--- SUPPLIED MATERIAL ---
"""

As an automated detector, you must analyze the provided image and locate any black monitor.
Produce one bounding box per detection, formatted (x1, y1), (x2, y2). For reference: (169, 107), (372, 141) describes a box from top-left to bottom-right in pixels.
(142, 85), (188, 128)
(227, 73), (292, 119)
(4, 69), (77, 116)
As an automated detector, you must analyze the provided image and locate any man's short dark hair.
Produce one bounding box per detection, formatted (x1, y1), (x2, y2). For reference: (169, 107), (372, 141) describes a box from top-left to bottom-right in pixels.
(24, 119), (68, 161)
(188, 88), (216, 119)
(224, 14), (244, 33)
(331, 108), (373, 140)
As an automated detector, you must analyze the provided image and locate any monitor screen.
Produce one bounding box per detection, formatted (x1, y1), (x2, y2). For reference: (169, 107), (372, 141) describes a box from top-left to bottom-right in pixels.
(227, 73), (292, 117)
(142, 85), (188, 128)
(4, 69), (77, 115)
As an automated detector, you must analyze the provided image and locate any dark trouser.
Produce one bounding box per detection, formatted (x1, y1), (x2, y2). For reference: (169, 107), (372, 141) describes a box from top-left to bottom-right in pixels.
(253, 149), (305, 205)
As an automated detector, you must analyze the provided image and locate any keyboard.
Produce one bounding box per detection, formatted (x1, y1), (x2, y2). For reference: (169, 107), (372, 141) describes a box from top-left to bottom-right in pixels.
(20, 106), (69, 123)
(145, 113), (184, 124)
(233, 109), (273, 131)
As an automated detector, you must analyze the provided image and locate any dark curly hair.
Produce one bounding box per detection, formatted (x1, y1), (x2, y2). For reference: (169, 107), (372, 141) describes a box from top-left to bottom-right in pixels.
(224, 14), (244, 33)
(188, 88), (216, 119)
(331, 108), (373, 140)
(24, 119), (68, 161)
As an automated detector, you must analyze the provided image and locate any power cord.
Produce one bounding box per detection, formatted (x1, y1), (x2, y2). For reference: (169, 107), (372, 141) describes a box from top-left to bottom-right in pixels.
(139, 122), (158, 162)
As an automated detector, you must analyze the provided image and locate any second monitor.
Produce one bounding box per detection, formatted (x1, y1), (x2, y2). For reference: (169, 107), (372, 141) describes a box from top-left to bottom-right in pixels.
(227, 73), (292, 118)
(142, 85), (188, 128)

"""

--- WHAT THE TASK ASKS ---
Extract each line of the records above that contains the word "dark". Case counts, so a line matches only when the letters have the same capitalization.

--- SOLUTION ---
As an automated detector, you must analyze the provided image and locate any man's short dark hair.
As an automated detector, you must analyze the provided image and locate any dark trouser.
As an automated detector, you must analyze the provided image and locate any dark curly hair.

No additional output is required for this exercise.